--- Start of Recorded data ---

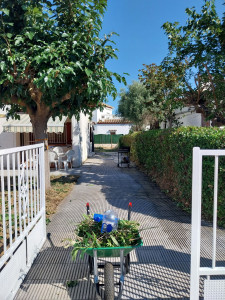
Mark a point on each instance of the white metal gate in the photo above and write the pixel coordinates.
(22, 208)
(213, 289)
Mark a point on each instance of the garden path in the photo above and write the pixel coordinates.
(160, 269)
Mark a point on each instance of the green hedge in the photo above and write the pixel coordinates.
(166, 155)
(107, 138)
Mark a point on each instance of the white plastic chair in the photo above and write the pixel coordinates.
(53, 158)
(66, 159)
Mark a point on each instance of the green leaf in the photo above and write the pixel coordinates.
(30, 35)
(5, 11)
(114, 240)
(88, 72)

--- End of Recorded data ---

Task description -
Put the records, starting at the line containing "Mark a point on each instance of the garden" and running through the end of the records, into a two-column CSV headed text and answer, one row per record. Wrap each field in quotes and replace any line breaks with spaces.

Expected answer -
text,answer
"Mark a point on each instance of the garden path in the photo above and write the pixel coordinates.","(160, 269)"
"Mark a point on each instance of the green hedge in the photo above and write the pixel coordinates.","(166, 155) (107, 138)"
"Mark a point on each instance of the white plastic chair in the photo above and write the pixel coordinates.","(53, 158) (66, 159)"
"Mark a point on each instance of the green leaf in the photo above and write the pixel coordinates.","(30, 35) (5, 11) (114, 240) (88, 72)"